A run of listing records
============
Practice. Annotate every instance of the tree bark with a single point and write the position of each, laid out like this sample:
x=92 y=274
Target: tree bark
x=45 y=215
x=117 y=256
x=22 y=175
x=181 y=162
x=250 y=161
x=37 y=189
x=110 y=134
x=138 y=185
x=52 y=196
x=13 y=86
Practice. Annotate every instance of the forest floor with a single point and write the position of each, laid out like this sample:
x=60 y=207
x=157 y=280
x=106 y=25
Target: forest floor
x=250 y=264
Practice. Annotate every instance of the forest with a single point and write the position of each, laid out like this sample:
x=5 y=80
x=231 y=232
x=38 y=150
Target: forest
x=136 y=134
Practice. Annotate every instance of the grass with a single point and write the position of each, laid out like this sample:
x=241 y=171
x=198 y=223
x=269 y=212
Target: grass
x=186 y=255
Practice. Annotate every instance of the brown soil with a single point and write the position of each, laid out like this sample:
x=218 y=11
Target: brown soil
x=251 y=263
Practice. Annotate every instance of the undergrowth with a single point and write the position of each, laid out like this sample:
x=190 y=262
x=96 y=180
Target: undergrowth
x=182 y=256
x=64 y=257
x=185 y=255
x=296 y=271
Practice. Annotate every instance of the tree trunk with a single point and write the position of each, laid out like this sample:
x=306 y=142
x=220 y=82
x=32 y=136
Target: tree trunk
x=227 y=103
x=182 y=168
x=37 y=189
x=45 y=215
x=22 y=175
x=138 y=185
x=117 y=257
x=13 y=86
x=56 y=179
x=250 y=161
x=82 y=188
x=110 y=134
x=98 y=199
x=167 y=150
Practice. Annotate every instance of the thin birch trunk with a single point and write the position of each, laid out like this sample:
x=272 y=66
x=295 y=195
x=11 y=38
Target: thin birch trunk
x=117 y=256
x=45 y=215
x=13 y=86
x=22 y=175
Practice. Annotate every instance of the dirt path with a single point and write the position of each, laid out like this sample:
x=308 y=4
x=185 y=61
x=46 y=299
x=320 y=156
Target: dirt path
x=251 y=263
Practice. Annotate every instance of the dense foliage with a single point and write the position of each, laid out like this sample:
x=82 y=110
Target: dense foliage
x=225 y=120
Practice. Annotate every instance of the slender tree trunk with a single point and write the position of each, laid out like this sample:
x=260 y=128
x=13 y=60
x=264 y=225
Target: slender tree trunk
============
**Instructions for the task**
Rewrite the part of the listing above that opens with the line containing "Practice. Annotate every instance of the forest floor" and closes with the line containing "x=136 y=134", both lines included, requests and all, and scale every answer coordinate by 1.4, rounding to whole numbers with halves rounded up. Leave the requests and their format samples unchanged.

**Finished task**
Practice. Annotate every instance of the forest floor with a single point and write the position of each, laid out like this sample:
x=60 y=207
x=157 y=280
x=106 y=25
Target: forest floor
x=350 y=370
Practice. Annotate every instance of the forest with a single point and write the position of each, laid out like this sample:
x=5 y=80
x=231 y=232
x=38 y=150
Target: forest
x=190 y=188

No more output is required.